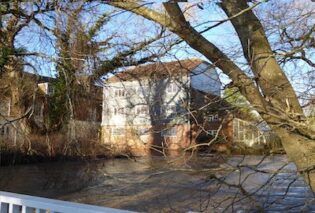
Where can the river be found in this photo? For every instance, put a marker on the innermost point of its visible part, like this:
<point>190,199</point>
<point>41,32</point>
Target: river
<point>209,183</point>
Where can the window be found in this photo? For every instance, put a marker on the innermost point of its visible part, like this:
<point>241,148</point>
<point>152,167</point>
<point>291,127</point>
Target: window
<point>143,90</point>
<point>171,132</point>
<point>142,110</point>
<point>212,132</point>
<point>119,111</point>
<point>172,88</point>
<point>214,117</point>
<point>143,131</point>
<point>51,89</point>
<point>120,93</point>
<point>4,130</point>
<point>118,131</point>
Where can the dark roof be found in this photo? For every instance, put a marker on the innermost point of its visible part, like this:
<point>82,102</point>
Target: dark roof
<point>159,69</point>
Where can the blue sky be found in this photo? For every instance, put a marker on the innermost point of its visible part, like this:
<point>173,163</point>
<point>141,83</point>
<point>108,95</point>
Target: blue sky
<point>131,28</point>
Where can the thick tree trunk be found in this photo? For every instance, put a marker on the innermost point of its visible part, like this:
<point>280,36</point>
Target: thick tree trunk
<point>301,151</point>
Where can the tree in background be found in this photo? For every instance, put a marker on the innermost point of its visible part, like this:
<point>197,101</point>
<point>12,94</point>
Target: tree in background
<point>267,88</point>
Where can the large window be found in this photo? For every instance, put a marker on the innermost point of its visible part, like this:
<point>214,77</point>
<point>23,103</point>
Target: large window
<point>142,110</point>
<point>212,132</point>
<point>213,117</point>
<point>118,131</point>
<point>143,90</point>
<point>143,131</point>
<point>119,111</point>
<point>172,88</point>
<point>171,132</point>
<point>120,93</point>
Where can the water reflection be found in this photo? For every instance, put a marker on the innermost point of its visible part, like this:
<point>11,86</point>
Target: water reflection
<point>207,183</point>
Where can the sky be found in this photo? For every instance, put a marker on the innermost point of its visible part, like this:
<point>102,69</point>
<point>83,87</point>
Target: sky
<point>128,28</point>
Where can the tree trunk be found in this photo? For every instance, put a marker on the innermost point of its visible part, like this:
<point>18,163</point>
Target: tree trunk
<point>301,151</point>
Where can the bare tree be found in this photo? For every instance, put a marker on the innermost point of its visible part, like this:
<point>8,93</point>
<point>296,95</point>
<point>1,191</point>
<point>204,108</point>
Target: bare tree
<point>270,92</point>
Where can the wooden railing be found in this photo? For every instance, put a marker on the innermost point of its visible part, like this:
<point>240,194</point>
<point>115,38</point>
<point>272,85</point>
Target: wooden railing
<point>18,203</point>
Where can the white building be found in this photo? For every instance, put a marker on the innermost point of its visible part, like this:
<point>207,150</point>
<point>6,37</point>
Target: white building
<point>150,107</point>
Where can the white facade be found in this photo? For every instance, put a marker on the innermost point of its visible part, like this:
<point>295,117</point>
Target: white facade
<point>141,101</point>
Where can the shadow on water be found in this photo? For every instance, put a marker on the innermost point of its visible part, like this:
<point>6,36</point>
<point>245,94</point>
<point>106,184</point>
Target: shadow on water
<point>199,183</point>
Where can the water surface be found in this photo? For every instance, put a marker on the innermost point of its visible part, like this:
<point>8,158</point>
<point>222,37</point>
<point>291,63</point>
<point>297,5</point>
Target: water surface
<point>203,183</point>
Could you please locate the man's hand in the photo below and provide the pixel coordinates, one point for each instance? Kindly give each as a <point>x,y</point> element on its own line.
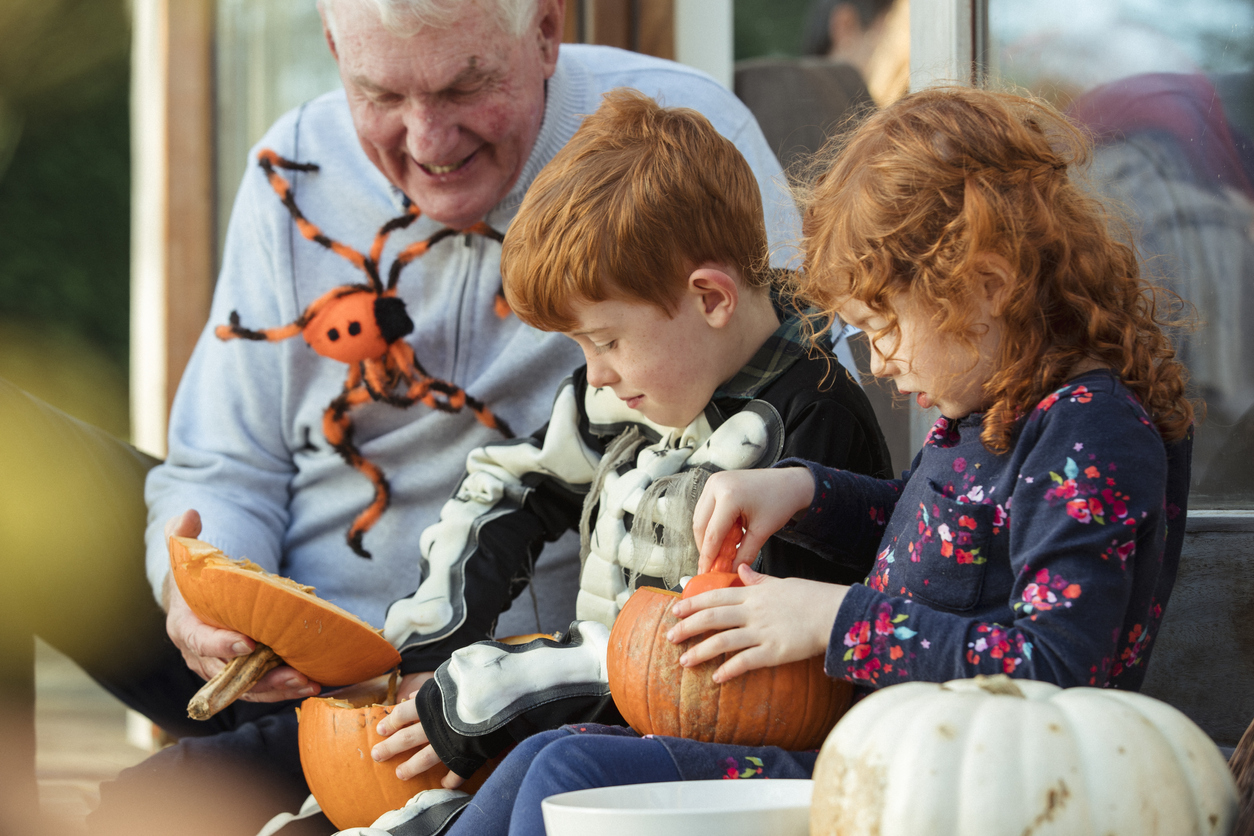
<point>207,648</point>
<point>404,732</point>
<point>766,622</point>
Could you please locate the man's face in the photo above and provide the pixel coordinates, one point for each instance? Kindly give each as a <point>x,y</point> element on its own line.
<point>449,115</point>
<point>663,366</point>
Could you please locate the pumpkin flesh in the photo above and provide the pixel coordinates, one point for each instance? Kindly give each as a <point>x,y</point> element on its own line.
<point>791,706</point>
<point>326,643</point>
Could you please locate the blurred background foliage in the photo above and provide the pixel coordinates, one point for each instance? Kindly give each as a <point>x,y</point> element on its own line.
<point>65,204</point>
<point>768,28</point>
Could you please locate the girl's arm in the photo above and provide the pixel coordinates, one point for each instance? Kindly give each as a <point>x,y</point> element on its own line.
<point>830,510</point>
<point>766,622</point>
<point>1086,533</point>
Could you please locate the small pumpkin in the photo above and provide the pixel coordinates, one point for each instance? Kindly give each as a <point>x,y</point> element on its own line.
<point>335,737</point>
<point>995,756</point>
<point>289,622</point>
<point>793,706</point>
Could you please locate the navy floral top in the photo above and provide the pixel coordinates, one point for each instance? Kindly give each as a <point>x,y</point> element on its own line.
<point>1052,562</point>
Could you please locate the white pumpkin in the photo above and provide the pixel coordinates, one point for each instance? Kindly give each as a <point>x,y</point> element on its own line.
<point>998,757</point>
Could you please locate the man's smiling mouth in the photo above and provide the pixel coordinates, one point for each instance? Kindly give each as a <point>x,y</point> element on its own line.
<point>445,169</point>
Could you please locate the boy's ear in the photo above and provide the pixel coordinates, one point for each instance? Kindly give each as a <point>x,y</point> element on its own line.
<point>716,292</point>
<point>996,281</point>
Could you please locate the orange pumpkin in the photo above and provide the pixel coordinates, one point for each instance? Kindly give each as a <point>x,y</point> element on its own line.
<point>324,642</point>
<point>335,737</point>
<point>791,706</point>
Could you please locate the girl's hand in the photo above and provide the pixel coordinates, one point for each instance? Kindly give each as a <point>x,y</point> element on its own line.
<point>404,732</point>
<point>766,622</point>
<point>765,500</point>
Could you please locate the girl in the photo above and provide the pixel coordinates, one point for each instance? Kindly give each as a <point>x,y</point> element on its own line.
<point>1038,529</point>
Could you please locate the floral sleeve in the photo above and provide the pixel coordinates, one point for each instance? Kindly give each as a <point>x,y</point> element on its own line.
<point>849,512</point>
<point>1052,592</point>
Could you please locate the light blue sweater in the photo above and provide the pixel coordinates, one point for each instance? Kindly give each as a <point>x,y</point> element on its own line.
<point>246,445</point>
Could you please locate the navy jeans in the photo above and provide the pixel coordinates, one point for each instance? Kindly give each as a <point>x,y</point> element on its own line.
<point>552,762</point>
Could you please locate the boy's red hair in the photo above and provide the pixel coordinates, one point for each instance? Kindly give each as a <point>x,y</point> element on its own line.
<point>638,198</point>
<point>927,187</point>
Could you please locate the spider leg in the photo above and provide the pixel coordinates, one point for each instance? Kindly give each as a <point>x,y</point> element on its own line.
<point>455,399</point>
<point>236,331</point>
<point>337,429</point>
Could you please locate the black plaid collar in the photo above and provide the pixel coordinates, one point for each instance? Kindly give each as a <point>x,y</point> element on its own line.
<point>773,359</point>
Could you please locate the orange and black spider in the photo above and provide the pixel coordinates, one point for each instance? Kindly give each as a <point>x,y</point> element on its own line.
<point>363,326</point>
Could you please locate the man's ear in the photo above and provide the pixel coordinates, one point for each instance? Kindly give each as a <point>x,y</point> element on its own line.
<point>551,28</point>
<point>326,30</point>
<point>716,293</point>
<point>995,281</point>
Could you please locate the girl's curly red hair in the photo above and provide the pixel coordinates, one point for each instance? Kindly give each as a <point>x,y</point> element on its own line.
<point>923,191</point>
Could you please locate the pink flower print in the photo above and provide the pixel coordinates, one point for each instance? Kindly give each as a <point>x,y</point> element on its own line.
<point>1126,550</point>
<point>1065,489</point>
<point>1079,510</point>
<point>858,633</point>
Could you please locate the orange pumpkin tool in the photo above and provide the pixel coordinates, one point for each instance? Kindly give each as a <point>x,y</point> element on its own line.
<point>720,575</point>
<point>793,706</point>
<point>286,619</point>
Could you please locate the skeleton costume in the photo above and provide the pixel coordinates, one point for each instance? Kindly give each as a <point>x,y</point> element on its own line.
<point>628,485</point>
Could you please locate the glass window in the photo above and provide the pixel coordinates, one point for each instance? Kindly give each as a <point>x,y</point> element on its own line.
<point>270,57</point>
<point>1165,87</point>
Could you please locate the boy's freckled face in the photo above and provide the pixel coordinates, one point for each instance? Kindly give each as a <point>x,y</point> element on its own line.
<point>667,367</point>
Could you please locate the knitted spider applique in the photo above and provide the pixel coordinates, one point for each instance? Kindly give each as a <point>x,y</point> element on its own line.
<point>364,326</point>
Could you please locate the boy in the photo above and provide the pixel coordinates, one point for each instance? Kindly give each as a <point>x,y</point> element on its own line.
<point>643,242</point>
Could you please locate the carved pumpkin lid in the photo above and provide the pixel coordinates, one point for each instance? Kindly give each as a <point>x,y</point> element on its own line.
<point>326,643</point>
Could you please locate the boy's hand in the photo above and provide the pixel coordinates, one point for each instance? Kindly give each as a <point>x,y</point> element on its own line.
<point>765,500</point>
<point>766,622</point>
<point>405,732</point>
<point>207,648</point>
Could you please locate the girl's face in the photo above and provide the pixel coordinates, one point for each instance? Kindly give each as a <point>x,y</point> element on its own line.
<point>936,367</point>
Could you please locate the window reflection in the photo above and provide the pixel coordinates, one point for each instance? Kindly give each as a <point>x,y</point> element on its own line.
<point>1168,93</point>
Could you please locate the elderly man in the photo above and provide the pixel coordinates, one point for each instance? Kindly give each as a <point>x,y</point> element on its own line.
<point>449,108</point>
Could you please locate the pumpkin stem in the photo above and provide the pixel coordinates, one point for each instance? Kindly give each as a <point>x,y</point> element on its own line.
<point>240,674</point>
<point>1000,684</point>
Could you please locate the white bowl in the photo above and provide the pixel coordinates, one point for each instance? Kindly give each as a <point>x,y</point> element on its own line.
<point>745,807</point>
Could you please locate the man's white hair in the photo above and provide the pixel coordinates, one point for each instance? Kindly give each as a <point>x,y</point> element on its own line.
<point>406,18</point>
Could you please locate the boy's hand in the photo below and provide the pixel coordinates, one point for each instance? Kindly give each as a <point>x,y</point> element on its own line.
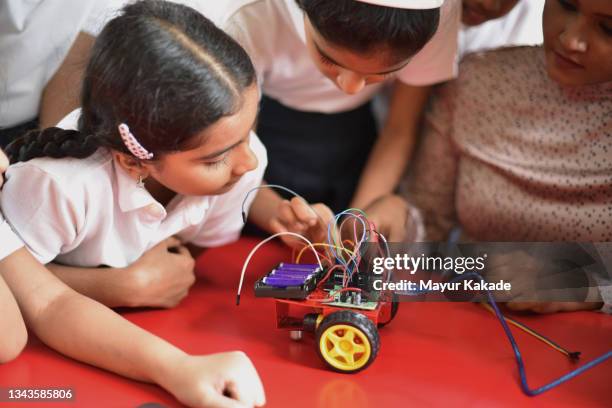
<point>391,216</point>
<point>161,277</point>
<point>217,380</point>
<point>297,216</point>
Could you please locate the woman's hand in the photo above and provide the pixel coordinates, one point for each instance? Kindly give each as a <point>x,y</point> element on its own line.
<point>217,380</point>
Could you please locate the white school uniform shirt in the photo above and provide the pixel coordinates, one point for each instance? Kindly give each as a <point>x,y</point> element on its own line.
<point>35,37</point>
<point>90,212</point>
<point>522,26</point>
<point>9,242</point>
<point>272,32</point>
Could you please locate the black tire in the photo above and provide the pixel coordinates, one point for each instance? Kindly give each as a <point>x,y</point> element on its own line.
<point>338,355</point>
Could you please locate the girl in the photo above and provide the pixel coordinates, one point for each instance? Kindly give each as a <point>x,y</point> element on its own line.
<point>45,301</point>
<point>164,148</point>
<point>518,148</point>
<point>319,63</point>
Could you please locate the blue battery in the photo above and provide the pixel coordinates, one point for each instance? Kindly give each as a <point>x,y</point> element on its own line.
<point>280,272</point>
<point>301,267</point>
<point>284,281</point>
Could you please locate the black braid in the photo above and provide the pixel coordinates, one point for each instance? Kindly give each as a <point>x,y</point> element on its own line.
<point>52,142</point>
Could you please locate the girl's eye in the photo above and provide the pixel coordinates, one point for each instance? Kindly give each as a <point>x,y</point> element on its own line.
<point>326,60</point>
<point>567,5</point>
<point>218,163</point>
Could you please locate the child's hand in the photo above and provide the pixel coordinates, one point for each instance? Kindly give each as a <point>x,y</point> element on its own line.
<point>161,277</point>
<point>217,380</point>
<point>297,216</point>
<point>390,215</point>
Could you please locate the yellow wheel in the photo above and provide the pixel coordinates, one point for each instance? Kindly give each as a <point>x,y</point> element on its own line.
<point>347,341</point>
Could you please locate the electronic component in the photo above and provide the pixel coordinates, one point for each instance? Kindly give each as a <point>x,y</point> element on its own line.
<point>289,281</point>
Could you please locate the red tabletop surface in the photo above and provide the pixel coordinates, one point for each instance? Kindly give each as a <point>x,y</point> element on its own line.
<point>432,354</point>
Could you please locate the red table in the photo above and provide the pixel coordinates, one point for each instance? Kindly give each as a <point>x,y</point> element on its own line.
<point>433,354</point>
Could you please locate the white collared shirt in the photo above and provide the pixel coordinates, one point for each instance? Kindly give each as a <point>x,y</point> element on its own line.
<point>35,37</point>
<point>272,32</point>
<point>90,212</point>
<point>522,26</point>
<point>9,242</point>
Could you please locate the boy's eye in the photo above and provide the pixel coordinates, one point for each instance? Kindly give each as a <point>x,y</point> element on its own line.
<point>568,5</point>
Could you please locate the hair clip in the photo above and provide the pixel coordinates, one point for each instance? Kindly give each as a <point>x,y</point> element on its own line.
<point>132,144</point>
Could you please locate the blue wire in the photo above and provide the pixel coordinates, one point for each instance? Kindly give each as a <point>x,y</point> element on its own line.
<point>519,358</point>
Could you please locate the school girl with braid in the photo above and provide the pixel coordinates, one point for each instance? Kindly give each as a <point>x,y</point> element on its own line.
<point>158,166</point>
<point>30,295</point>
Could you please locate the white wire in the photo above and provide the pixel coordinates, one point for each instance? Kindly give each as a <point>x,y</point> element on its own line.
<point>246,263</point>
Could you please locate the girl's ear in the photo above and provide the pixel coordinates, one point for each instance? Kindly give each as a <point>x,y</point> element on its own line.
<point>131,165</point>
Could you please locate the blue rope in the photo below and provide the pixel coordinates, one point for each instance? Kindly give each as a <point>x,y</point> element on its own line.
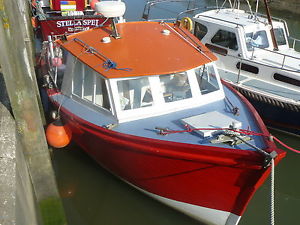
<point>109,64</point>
- - -
» **Exercise**
Treating the line with "Where can the thick" as the last line to include, retype the records exactly from their first line, excluding pictures.

» **Solved problem**
Where can the river be found in this photo? For every instance, put a marker on the innermost point of its visible part, like this:
<point>190,199</point>
<point>41,32</point>
Target: river
<point>209,183</point>
Where can the window be found in this photo? For every instance, put a marker on the innermost point of its visible part, like this:
<point>241,148</point>
<point>152,167</point>
<point>291,127</point>
Target: window
<point>143,90</point>
<point>171,132</point>
<point>142,110</point>
<point>212,132</point>
<point>119,111</point>
<point>172,88</point>
<point>214,117</point>
<point>143,131</point>
<point>51,89</point>
<point>120,93</point>
<point>4,130</point>
<point>118,131</point>
Where can the dark roof be found in this photo? For every instance, put a marker on the innermost point of its visible part, like this:
<point>82,102</point>
Target: dark roof
<point>159,69</point>
Where can the blue sky be found in this photo? For every instance, put a marker on the innermost point of its visible part, like this:
<point>173,163</point>
<point>141,83</point>
<point>108,95</point>
Target: blue sky
<point>131,28</point>
Where can the thick tree trunk be found in this photo? For every instance, put a marker on the innermost point of its visible part, like this:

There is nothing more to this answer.